* **GIVEN PASSAGE**
·····

Anyways, the movie is about a man named Harold Strick and his wris****ch. Harold is an IRS auditor. He shows some signs of having OCD, he is incredible with numbers, and he lives a monotonous, mundane, and downright boring life. He does, that is, until he begins hearing a strange lady with a British accent narrating that ridiculously uneventful life. Suddenly things start happening. A wrecking ball crashes into his living room only for the operator to find out it is the wrong house. He decides it is time to learn to play guitar. He falls in love.

At first, this voice is little more than frustrating. Yes, it is also difficult for him to concentrate on his work, but after all, he is an IRS agent. If he can't concentrate, that is a good thing for the rest of us. Things immediately go from frustrating to frantic with these fateful words: "Little did he know that this simple seemingly innocuous act, would result in his immanent death." For the rest of the movie you have two plots running parallel. You have an innocent man desperately trying to prevent his immanent death, and you have an author with writer's block trying to figure out how she will kill off her lead character. She literally kills him off with the words on her page.

·····

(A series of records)

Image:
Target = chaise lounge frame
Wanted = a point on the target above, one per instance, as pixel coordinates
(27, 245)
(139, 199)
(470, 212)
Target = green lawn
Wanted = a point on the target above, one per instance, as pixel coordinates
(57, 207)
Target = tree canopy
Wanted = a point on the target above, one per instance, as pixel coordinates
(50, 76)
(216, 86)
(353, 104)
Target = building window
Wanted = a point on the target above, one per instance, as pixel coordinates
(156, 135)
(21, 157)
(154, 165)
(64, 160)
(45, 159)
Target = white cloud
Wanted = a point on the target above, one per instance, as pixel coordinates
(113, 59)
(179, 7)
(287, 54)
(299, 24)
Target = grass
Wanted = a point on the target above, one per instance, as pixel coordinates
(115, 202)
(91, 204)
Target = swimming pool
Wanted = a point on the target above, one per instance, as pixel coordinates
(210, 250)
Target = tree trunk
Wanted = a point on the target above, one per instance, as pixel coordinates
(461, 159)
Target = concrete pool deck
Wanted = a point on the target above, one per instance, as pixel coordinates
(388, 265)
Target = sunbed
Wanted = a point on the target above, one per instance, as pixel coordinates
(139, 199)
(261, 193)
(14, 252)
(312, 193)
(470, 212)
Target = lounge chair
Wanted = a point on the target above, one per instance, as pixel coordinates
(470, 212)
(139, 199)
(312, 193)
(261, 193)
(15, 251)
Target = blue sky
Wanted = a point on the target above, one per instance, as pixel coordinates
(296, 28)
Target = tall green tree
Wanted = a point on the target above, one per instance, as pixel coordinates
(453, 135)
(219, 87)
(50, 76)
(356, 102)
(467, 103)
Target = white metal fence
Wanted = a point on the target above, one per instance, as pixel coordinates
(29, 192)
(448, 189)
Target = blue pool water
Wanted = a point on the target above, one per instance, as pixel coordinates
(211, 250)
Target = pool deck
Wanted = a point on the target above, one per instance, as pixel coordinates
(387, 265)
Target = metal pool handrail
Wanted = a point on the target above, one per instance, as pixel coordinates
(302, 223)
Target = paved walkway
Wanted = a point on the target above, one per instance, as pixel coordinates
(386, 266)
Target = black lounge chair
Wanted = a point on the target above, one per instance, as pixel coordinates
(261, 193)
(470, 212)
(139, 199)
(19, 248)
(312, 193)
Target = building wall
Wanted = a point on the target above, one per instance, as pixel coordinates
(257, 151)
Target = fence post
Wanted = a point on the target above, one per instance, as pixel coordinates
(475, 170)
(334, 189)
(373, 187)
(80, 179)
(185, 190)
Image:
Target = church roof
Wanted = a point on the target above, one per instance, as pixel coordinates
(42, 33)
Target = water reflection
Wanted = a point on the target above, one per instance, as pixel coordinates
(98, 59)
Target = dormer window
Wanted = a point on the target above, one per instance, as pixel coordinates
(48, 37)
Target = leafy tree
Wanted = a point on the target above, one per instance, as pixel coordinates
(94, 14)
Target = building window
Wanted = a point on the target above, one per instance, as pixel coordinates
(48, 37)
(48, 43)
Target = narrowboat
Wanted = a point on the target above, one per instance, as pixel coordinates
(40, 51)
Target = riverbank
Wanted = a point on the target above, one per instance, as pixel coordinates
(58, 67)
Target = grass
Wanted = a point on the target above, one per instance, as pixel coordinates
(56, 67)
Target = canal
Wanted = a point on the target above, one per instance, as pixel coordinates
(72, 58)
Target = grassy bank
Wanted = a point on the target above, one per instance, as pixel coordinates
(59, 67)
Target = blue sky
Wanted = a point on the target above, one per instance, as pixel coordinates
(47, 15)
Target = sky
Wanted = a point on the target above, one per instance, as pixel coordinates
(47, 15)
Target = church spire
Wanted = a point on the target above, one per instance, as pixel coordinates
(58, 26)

·····

* **REQUESTS**
1. According to the movie review, what is Harold Strick's occupation?
2. Quote the movie review between "At first, this" and "on her page.", inclusive.
Rely only on the movie review for what comes next.

* **RESULTS OF THE EXERCISE**
1. He is an IRS auditor.

2.
At first, this voice is little more than frustrating. Yes, it is also difficult for him to concentrate on his work, but after all, he is an IRS agent. If he can't concentrate, that is a good thing for the rest of us. Things immediately go from frustrating to frantic with these fateful words: "Little did he know that this simple seemingly innocuous act, would result in his immanent death." For the rest of the movie you have two plots running parallel. You have an innocent man desperately trying to prevent his immanent death, and you have an author with writer's block trying to figure out how she will kill off her lead character. She literally kills him off with the words on her page.